• _What the exercise asks_: Set down every line of the material below word for word, leaving out the pictures.

··· Provided entries

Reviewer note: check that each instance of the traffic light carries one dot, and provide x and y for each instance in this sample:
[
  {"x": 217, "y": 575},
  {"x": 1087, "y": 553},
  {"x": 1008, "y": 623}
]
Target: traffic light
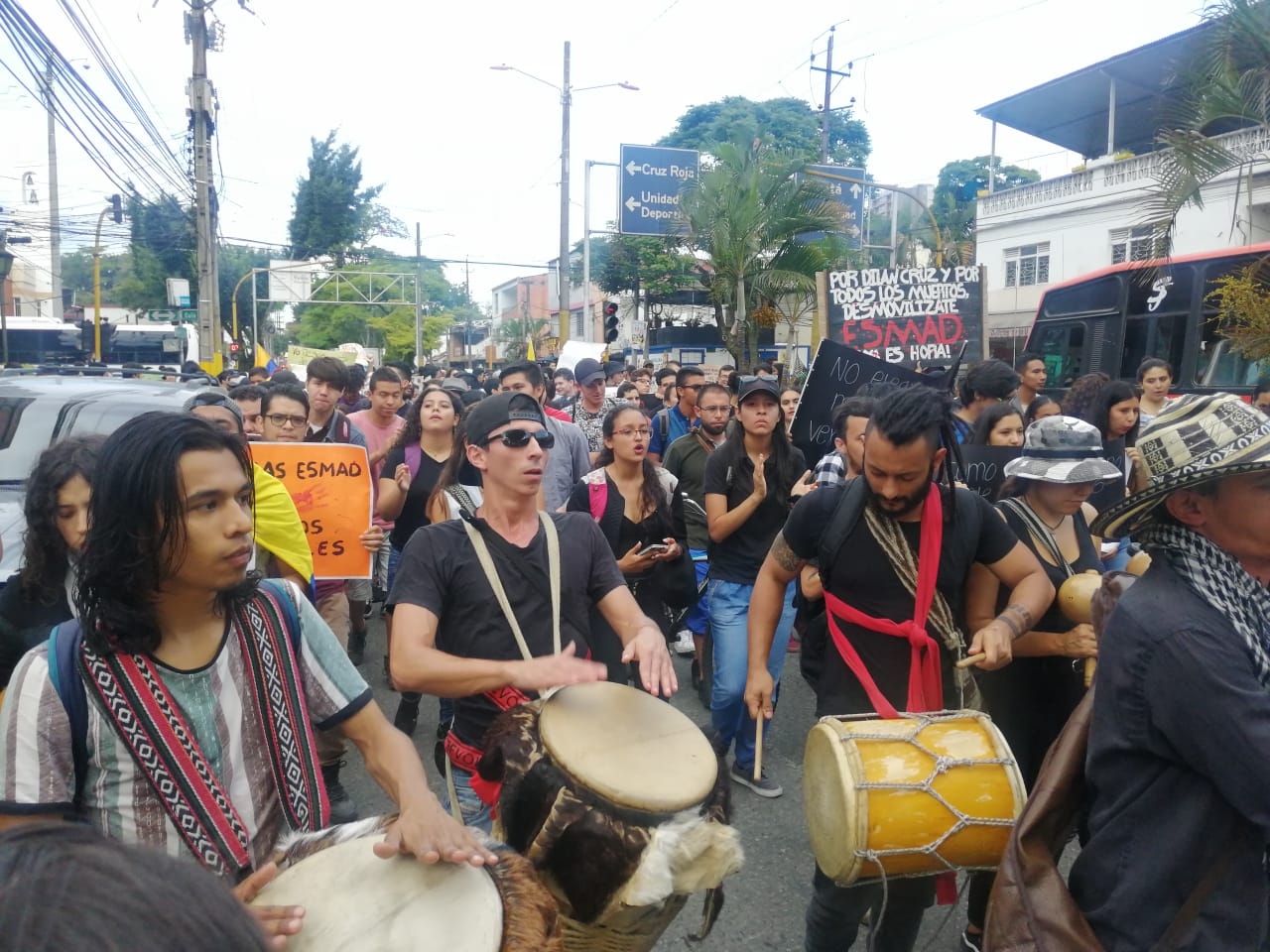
[{"x": 610, "y": 321}]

······

• _Task response_:
Reviewer note: check that each instance of the traffic light carries one dot, and provide x and y for each instance in this sample:
[
  {"x": 217, "y": 575},
  {"x": 1087, "y": 553},
  {"x": 1008, "y": 623}
]
Target: traffic light
[{"x": 610, "y": 321}]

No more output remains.